Labeled region data:

━━━━━━━━━━━━━━━━━━━━━━━━━━━━━━

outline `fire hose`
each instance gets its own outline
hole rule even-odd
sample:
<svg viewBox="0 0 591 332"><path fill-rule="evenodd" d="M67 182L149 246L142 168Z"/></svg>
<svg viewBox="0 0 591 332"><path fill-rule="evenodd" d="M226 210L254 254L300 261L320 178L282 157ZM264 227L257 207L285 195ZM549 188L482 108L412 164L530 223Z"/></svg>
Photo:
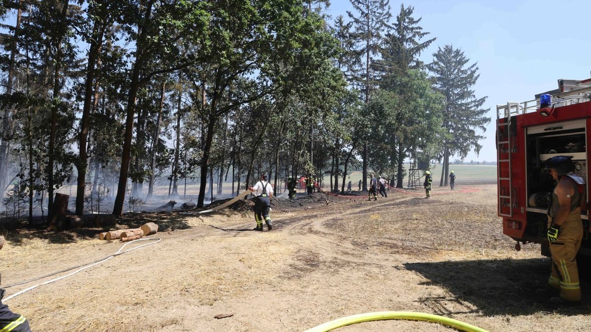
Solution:
<svg viewBox="0 0 591 332"><path fill-rule="evenodd" d="M316 327L307 330L306 332L326 332L358 323L385 320L424 321L437 323L466 332L488 332L486 330L480 328L480 327L453 318L433 315L432 314L414 313L413 311L378 311L376 313L353 315L325 323Z"/></svg>
<svg viewBox="0 0 591 332"><path fill-rule="evenodd" d="M137 242L137 241L142 241L142 240L156 240L156 241L154 242L151 242L150 243L146 243L145 245L142 245L141 246L138 246L137 247L134 247L134 248L131 248L130 249L127 249L125 251L123 251L123 252L121 251L128 245L131 245L131 243L133 243L134 242ZM145 238L145 239L138 239L137 240L134 240L133 241L130 241L130 242L125 243L125 245L124 245L117 251L117 252L116 252L116 253L115 253L113 255L111 255L110 256L106 256L106 257L105 257L104 258L101 258L100 259L99 259L98 261L95 261L94 262L92 262L90 263L86 263L85 264L81 264L80 265L77 265L76 266L73 266L73 267L72 267L72 268L68 268L68 269L63 269L63 270L61 270L61 271L60 271L53 272L53 273L50 274L48 274L48 275L44 275L44 276L42 276L35 278L35 279L32 279L31 280L28 280L27 281L22 281L22 282L17 282L15 284L11 284L10 285L8 285L8 286L5 287L4 288L9 288L10 287L14 287L15 286L18 286L19 285L23 285L24 284L28 284L29 282L32 282L33 281L35 281L37 280L39 280L40 279L44 279L44 278L47 278L47 277L49 277L49 276L51 276L53 275L55 275L58 274L63 273L64 272L69 271L70 270L73 270L73 269L77 268L80 268L80 266L84 266L84 267L83 267L81 269L77 269L77 270L76 270L76 271L75 271L70 273L70 274L67 274L66 275L64 275L64 276L60 276L60 277L59 277L59 278L56 278L55 279L52 279L51 280L48 280L47 281L45 281L45 282L41 282L41 284L37 284L37 285L35 285L34 286L31 286L31 287L29 287L28 288L25 288L24 289L22 289L22 291L17 292L16 292L16 293L15 293L15 294L14 294L9 296L9 297L7 297L6 298L2 299L2 302L6 302L7 301L8 301L9 300L10 300L10 299L11 299L11 298L14 298L15 297L18 296L18 295L21 295L21 294L23 294L24 292L28 292L28 291L30 291L31 289L34 289L35 288L37 288L37 287L43 286L44 285L47 285L47 284L51 284L51 282L54 282L57 281L59 280L61 280L62 279L64 279L64 278L67 278L69 276L74 275L74 274L77 274L77 273L78 273L78 272L80 272L80 271L82 271L83 270L85 270L85 269L87 269L89 268L94 266L95 265L97 265L100 264L100 263L102 263L103 262L106 262L107 261L111 259L111 258L113 258L113 257L115 257L116 256L119 256L120 255L123 255L124 253L126 253L129 252L130 251L134 250L135 249L139 249L141 248L145 247L146 246L149 246L150 245L153 245L153 244L155 244L155 243L157 243L160 242L161 240L162 240L161 239L157 239L157 238L154 238L154 237L152 237L152 238L147 237L147 238Z"/></svg>

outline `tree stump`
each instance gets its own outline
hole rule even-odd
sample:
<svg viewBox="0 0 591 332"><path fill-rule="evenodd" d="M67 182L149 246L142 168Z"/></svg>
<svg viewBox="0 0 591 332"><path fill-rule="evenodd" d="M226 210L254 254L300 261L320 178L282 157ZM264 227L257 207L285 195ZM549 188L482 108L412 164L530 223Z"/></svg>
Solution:
<svg viewBox="0 0 591 332"><path fill-rule="evenodd" d="M105 238L107 241L111 241L112 240L116 240L121 237L121 233L126 231L125 229L118 229L117 230L112 230L111 232L108 232L107 235L105 236Z"/></svg>
<svg viewBox="0 0 591 332"><path fill-rule="evenodd" d="M144 231L142 230L141 228L132 228L131 229L126 229L121 233L121 237L129 237L130 236L135 236L135 235L139 235L141 237L144 236Z"/></svg>
<svg viewBox="0 0 591 332"><path fill-rule="evenodd" d="M51 214L49 216L49 224L57 229L63 230L69 226L66 220L68 211L68 201L70 196L63 194L56 194L51 206Z"/></svg>
<svg viewBox="0 0 591 332"><path fill-rule="evenodd" d="M82 218L78 216L68 216L66 217L66 222L69 228L82 228L84 226Z"/></svg>
<svg viewBox="0 0 591 332"><path fill-rule="evenodd" d="M144 231L144 236L146 235L156 234L156 232L158 232L158 225L154 223L147 223L144 224L139 228Z"/></svg>
<svg viewBox="0 0 591 332"><path fill-rule="evenodd" d="M128 242L129 241L133 241L134 240L137 240L141 237L141 235L134 235L133 236L128 236L126 237L121 237L122 242Z"/></svg>

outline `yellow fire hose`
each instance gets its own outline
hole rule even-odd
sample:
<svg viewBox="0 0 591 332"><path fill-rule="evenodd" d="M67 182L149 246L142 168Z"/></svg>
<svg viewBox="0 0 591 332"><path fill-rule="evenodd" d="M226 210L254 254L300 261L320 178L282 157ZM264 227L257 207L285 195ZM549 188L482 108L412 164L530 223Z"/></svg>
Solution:
<svg viewBox="0 0 591 332"><path fill-rule="evenodd" d="M418 320L430 321L432 323L438 323L443 325L446 325L450 327L456 328L460 331L466 332L488 332L486 330L480 328L460 321L453 318L433 315L431 314L424 314L423 313L413 313L412 311L378 311L377 313L368 313L367 314L360 314L353 315L346 317L342 317L339 319L325 323L322 325L319 325L316 327L313 327L310 330L307 330L306 332L326 332L335 328L342 327L347 325L362 323L364 321L371 321L375 320Z"/></svg>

━━━━━━━━━━━━━━━━━━━━━━━━━━━━━━

> **EXERCISE**
Rewrite the data from its start through the line containing "327L307 330L306 332L326", swapping "hole rule" for "fill rule" and changing nothing else. Omit the pictures from your answer.

> **RESPONSE TO THIS TASK**
outline `fire hose`
each instance gets its own outline
fill rule even-odd
sample:
<svg viewBox="0 0 591 332"><path fill-rule="evenodd" d="M67 182L149 246L142 168Z"/></svg>
<svg viewBox="0 0 591 332"><path fill-rule="evenodd" d="M226 210L254 254L300 261L320 178L282 157ZM264 227L257 207L285 195ZM549 188L482 108L412 164L530 223Z"/></svg>
Photo:
Solution:
<svg viewBox="0 0 591 332"><path fill-rule="evenodd" d="M316 327L307 330L306 332L326 332L358 323L385 320L424 321L437 323L466 332L488 332L486 330L480 328L480 327L453 318L433 315L432 314L414 313L413 311L378 311L376 313L353 315L325 323Z"/></svg>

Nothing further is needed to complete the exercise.